#### Aim of the task
Please tally how many lines in the rows below contain the string "brick", treating uppercase and lowercase as different, and give only the number.

#### Point-based annotation data
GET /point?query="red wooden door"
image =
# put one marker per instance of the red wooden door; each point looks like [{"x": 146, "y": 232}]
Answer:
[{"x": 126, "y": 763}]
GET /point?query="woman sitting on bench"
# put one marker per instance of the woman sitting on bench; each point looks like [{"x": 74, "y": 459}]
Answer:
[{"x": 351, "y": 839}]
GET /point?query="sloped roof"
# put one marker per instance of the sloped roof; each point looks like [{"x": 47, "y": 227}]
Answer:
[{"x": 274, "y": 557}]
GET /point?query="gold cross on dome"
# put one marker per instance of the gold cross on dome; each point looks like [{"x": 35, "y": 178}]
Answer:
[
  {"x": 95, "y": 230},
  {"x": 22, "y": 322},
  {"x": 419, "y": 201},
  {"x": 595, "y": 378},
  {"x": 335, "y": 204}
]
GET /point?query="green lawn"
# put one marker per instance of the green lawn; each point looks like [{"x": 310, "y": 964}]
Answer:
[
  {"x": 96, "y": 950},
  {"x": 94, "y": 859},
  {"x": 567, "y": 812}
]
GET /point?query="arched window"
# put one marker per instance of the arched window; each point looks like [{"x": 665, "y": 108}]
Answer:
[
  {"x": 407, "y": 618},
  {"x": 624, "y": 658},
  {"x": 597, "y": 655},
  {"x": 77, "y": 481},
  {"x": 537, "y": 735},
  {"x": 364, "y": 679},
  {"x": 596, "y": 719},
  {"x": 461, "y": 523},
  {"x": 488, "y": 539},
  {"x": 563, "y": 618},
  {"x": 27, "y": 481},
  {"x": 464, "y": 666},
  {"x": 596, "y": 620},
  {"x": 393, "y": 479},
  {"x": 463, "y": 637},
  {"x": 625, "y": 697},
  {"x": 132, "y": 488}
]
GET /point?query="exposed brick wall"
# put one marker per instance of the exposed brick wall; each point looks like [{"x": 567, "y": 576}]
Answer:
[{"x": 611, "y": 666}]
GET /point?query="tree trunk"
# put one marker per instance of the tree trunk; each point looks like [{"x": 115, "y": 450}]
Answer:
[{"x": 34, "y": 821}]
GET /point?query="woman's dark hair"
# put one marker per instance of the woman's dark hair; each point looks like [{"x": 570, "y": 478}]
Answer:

#### Solution below
2